## [Exercises]
a. In the blog excerpt's joke about setting something free, list each action in the comma-separated series that follows "sits in your living room."
b. Carry on the blog excerpt about getting older and irony, picking up after its last line.

Husband is a panickier. my mom is one, too.

could it be that as i get older, i will panic all.the.time?
i'm getting fat, lazy and panic at the whim of a breeze.

Mick Jaggar was right: what a drag it is getting old.

May 2, 2007

snicker!

so after the downer yesterday, i thought you could use some giggles. heaven knows i do!

If you love something, set it free. If it comes back, it is yours to keep forever. If it doesn't, it was never yours to begin with.
But if it just sits in your living room, eating your food, using your phone, messing up the place and doesn't realize you've set it free...you've either married it or given birth to it.

A reason to smile: every seven minutes, someone in an aerobics class pulls a hamstring.

The best way to forget your troubles is to wear tight shoes.

My mind not only wanders, it leaves completely.

Amazing! You hang something in your closet for awhile and it shrinks two whole sizes!

Sometimes i understand why i'm here. Then i regain consciousness.

and my favorite...

They say we need to get in touch with our bodies. I asked my body yesterday, "Body, how would you like to go to the 6pm toning class?"
And clear as a bell, my body said, "Listen, fatty, do it and die."


happy hump day!

May 1, 2007

english & karma classes now in session.

i·ro·ny1 [ahy-ruh-nee, ahy-er-]
1.
the use of words to convey a meaning that is the opposite of its literal meaning: the irony of her reply, “How nice!” when I said I had to work all weekend.
2.
Literature.
a.
a technique of indicating, as through character or plot development, an intention or attitude opposite to that which is actually or ostensibly stated.
b.
(esp. in contemporary writing) a manner of organizing a work so as to give full expression to contradictory or complementary impulses, attitudes, etc., esp. as a means of indicating detachment from a subject, theme, or emotion.
3.
dramatic irony.
an outcome of events contrary to what was, or might have been, expected.

## [Extracted entries]

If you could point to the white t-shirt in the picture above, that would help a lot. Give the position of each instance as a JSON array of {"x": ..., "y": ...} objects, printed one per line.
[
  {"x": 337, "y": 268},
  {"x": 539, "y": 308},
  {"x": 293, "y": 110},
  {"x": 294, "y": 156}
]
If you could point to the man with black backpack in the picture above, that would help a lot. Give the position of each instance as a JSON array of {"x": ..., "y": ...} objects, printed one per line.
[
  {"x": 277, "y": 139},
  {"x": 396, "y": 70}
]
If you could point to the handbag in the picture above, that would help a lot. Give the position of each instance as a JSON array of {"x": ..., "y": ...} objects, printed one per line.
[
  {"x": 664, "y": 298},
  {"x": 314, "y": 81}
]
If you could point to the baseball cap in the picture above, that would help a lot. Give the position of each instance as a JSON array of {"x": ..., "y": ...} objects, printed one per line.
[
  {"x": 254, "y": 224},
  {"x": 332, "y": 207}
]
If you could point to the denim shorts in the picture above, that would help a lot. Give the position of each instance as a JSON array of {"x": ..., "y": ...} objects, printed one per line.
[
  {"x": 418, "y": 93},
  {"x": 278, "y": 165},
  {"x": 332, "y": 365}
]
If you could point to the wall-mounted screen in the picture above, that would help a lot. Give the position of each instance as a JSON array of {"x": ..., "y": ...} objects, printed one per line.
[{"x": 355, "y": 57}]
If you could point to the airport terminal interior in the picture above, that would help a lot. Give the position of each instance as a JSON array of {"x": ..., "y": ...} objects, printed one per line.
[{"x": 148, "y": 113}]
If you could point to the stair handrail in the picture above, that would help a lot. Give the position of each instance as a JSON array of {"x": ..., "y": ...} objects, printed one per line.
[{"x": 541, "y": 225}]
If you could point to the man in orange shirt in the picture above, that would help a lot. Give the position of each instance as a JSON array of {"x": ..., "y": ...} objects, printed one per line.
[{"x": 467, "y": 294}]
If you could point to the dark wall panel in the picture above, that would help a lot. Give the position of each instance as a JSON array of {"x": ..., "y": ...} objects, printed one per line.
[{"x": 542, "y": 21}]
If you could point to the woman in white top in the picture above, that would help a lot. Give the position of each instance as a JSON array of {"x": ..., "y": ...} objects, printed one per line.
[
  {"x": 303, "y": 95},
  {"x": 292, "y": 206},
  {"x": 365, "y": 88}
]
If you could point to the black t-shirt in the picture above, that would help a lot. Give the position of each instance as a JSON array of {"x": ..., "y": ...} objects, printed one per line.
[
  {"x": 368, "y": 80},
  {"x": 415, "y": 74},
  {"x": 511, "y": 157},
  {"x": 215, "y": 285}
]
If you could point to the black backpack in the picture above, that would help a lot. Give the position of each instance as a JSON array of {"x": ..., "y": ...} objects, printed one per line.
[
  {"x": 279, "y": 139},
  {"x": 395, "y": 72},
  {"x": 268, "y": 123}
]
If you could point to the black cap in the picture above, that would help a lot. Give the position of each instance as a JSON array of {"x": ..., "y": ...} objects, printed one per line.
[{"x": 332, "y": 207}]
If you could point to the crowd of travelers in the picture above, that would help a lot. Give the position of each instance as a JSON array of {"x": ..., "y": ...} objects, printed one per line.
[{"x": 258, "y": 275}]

## [Written responses]
a. eating your food; using your phone; messing up the place

b.
the incongruity of this.
an objectively sardonic style of speech or writing.
an objectively or humorously sardonic utterance, disposition, quality, etc.

ah, irony. you're going steady with karma, ain'tcha?

we had our first of three birthday dinners for May tonight..a yummy fiesta at El Torito, a mexican food chain. i brought the shower gifts for the girl who's shower i purposely ditched.

remember that?

apparently the Powers that Be do too.

i got asked today to plan not only a baby shower for my boss, BUT for another girl in our group who's due next month.

hey. at least this one is married.

what am i supposed to learn from this? what great life lesson am i supposed to take away from this...being surrounded by pregnancy?

sometimes...like tonight...it just feels like a slap in the face. over and over and over.

i just don't get it.

i really think i'm a patient person. after all, i deal with my Husband and his emotions on a daily basis.
so if the Lord is trying to teach me that, i think i've already got that lesson down.

or maybe i don't.

i'm many things. like everyone else, i have many layers.

but this is just a constant poking at a sore. it doesn't get any better. and if what kills me only makes me stronger, i'm freaking Supergirl by now.

ta. i'm off to race a speeding bullet and arm wrestle a locomotive.